### [Document extract]
If you are saying LAMMPS is crashing on some number of procs,
then it could be a bug. LAMMPS tries hard to print an error message
before it dies (in which case it is not a bug, but a detected error condition).
Are you seeing any other error message?

Steve

Shuai_Shao · June 14, 2010, 5:32pm

Hi, Steve and Axel,
I guess I understand why I was getting “bad grid of processors”, I remember making some silly mistakes like running with 8 processors but using a command “processors 2 1 2”. Thank you for pointing that out for me.

I am using MPICH v2 for the parallel computing. And yes, I tried to run it using only one processor, and it was fine (both with MPICH and without).

The following is the message printed on the screen when I run it on 8 processors:

LAMMPS (5 Jun 2010)
Reading data file …
orthogonal box = (-87.3235 -39.9476 -86.9681) to (87.3235 62 86.9681)
2 by 2 by 2 processor grid
225074 atoms
143706 atoms in group inner
50247 atoms in group fixed
1777 atoms in group indenter
145483 atoms in group output
29344 atoms in group outter
WARNING: Resetting reneighboring criteria during minimization
Setting up minimization …
rank 3 in job 30 compute-1-4.local_48018 caused collective abort of all ranks
exit status of rank 3: killed by signal 9
rank 2 in job 30 compute-1-4.local_48018 caused collective abort of all ranks
exit status of rank 2: killed by signal 9

And the following is my input script:

# 3d indenter simulation of CuNi indentation MM large indentation depth, step size 0.1 A
# energy tolerance 1e-12

units metal
dimension 3
boundary s s s

atom_style atomic
neighbor 0.3 bin
neigh_modify delay 5

# create geometry

read_data input.atoms_windent.cuni

mass 3 12.011
# potentials

pair_style hybrid eam/alloy/opt morse/opt 4.

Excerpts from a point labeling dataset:
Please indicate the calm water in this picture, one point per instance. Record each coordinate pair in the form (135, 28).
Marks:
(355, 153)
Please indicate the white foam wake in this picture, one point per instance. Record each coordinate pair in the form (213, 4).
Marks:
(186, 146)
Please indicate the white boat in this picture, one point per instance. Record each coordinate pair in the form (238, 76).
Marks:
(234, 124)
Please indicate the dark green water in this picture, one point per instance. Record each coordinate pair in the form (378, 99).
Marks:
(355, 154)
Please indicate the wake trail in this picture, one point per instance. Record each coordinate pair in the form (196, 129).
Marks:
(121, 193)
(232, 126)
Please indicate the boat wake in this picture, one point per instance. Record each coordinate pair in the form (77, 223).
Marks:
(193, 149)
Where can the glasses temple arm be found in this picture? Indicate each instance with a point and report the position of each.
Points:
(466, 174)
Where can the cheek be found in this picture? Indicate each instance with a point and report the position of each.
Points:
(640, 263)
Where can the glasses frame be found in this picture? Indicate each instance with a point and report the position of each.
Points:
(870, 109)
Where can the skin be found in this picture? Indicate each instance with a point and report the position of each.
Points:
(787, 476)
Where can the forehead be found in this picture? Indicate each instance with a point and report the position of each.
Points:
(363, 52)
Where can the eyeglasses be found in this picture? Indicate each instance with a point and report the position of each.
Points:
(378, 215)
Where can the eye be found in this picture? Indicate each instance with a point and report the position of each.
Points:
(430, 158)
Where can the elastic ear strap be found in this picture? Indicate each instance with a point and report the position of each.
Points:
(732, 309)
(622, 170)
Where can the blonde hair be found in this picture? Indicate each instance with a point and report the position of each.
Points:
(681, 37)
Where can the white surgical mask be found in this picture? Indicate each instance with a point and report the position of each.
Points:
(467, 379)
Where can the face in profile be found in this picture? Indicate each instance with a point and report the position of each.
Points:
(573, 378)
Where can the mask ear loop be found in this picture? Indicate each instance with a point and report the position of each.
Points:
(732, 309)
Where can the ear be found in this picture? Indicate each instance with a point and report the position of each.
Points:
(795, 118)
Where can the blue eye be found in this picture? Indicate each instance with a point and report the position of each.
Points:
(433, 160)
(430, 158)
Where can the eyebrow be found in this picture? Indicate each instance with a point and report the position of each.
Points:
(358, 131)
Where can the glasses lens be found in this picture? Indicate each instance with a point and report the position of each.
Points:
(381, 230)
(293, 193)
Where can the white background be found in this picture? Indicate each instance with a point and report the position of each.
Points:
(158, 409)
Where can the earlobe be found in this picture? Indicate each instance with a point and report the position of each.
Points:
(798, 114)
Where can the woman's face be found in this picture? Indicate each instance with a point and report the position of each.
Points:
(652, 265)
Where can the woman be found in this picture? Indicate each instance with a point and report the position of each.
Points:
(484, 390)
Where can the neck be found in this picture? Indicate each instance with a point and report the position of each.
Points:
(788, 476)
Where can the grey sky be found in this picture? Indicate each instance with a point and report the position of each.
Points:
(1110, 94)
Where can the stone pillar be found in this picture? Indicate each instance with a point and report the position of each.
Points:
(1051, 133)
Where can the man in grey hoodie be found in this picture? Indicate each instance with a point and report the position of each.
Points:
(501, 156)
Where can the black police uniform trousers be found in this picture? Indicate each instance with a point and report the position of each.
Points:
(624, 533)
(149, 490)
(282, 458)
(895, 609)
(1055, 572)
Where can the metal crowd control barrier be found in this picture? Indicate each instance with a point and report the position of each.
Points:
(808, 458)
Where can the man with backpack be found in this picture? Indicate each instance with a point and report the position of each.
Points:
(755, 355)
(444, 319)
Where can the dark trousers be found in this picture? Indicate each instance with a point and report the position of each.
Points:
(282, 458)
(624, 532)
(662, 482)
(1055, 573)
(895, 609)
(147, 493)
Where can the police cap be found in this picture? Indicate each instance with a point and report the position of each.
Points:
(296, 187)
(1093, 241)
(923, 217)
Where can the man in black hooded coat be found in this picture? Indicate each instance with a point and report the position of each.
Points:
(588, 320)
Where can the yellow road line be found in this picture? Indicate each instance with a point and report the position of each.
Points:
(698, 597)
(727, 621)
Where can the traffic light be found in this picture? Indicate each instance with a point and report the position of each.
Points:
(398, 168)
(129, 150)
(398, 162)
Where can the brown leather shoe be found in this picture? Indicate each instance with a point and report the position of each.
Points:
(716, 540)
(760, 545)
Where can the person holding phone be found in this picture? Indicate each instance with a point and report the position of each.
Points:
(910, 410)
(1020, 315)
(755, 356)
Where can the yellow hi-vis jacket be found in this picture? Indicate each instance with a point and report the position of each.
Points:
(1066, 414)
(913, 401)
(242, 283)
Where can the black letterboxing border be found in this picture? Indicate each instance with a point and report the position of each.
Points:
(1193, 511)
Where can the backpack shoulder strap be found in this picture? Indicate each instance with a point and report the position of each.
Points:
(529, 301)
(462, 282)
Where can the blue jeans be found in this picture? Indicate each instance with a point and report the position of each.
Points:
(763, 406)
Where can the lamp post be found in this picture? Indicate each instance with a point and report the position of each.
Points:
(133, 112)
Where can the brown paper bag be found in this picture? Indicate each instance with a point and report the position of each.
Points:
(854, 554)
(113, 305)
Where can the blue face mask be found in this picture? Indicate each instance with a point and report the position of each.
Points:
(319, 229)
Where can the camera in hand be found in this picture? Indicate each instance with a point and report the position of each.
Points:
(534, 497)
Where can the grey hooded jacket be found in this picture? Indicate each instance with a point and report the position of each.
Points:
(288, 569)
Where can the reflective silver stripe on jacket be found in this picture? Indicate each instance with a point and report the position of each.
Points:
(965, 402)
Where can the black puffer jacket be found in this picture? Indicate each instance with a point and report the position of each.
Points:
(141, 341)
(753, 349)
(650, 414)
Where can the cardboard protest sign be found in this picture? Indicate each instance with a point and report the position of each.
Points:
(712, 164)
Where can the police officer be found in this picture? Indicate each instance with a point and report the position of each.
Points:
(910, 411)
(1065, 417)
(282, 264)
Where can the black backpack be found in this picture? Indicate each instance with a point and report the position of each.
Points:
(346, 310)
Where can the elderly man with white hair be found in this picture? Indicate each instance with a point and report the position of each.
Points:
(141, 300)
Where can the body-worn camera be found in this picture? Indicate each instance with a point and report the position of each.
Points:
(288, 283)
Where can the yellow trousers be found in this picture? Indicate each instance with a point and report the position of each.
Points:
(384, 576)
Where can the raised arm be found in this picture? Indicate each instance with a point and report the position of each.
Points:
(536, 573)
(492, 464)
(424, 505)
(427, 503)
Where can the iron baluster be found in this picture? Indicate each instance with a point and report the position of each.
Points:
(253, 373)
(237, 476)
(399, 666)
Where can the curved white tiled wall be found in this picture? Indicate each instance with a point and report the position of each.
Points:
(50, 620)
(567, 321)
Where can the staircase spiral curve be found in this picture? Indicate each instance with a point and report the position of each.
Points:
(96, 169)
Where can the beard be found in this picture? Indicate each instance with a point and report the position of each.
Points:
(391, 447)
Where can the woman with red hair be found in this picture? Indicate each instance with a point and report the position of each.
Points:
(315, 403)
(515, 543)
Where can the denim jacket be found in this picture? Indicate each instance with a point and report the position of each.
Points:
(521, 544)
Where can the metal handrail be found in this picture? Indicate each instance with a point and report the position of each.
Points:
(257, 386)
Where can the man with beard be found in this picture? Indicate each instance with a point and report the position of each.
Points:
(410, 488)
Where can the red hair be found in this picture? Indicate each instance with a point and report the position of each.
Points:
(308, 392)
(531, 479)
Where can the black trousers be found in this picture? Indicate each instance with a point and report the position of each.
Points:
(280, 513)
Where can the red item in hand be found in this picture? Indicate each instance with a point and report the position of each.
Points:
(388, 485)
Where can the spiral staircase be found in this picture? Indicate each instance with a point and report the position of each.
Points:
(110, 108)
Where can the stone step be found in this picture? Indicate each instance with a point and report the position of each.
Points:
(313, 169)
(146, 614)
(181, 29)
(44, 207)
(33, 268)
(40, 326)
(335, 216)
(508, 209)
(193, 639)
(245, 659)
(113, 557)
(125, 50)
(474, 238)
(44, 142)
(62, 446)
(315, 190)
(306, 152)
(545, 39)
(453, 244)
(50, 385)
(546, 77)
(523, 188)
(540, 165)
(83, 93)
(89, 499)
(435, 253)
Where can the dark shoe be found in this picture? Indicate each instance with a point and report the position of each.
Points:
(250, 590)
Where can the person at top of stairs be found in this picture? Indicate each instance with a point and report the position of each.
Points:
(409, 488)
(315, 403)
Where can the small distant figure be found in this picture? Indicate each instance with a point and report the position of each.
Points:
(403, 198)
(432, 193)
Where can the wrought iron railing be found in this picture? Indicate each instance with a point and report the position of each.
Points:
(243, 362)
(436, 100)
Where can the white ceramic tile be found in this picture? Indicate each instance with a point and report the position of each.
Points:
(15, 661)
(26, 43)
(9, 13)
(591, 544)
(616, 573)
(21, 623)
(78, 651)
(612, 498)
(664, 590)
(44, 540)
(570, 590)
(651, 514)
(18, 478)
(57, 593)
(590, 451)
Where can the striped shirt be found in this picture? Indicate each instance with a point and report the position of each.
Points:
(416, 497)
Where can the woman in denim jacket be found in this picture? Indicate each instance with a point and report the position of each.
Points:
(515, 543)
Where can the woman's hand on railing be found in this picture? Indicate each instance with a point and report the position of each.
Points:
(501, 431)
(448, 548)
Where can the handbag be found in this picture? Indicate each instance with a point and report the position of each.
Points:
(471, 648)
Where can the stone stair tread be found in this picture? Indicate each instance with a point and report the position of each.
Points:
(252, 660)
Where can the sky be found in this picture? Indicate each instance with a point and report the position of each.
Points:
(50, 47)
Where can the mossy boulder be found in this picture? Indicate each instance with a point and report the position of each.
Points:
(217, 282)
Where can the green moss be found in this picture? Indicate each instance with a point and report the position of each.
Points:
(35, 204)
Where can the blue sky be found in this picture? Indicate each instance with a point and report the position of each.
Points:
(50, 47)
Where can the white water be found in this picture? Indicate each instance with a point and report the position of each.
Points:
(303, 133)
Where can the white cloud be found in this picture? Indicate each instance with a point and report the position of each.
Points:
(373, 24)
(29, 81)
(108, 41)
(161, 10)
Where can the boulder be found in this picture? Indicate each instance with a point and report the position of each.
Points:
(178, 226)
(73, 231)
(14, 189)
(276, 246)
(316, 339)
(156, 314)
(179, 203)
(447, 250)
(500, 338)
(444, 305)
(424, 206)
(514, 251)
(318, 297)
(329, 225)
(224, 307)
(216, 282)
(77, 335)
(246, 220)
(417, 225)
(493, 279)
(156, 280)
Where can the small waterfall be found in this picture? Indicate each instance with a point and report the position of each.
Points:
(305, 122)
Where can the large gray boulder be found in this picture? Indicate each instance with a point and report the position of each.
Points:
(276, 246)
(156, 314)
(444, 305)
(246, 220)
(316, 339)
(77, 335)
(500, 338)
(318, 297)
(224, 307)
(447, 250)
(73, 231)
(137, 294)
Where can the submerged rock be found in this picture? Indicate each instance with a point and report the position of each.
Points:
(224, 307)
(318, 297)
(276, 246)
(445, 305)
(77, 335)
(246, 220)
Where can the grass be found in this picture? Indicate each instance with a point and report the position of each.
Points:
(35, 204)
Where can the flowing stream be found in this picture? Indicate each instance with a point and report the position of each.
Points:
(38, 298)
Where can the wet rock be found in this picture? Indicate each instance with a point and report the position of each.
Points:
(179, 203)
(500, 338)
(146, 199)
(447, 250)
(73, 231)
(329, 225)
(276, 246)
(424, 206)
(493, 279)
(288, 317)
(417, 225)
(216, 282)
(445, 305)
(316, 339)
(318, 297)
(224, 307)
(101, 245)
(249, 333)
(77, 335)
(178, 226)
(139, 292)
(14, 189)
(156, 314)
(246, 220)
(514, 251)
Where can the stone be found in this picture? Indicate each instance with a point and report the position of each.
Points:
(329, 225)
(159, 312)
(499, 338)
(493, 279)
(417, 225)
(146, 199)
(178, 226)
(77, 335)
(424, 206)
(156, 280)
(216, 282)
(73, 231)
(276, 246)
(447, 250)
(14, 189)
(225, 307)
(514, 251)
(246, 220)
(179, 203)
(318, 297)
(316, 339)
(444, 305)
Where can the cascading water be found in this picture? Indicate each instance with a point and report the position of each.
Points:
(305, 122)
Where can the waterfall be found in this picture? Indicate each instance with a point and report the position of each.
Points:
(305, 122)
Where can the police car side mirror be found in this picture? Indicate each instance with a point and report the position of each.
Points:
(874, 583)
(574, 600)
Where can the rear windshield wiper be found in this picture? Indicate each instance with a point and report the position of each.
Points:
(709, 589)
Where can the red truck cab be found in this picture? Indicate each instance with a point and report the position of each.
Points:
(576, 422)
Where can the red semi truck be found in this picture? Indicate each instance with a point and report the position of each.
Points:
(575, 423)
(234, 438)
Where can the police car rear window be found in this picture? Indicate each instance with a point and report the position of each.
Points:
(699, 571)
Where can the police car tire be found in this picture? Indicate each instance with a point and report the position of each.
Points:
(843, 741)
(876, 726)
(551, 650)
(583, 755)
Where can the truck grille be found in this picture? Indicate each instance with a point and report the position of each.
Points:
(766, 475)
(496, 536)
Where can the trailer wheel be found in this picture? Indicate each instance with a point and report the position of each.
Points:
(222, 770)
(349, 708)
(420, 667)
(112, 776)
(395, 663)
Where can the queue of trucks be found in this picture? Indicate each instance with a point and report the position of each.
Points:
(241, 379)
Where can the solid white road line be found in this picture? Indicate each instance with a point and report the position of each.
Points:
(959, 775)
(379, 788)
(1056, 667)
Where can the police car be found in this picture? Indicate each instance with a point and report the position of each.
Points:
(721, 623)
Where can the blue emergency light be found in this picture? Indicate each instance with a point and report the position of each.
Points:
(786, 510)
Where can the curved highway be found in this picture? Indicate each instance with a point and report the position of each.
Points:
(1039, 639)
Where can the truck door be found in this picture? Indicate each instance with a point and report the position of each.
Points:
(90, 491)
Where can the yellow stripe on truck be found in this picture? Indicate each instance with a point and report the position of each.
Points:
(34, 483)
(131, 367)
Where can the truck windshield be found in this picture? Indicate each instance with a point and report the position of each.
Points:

### [Aim of the task]
In the forum thread about LAMMPS crashing, which MPI implementation does the poster use for parallel computing?

### [Task result]
MPICH v2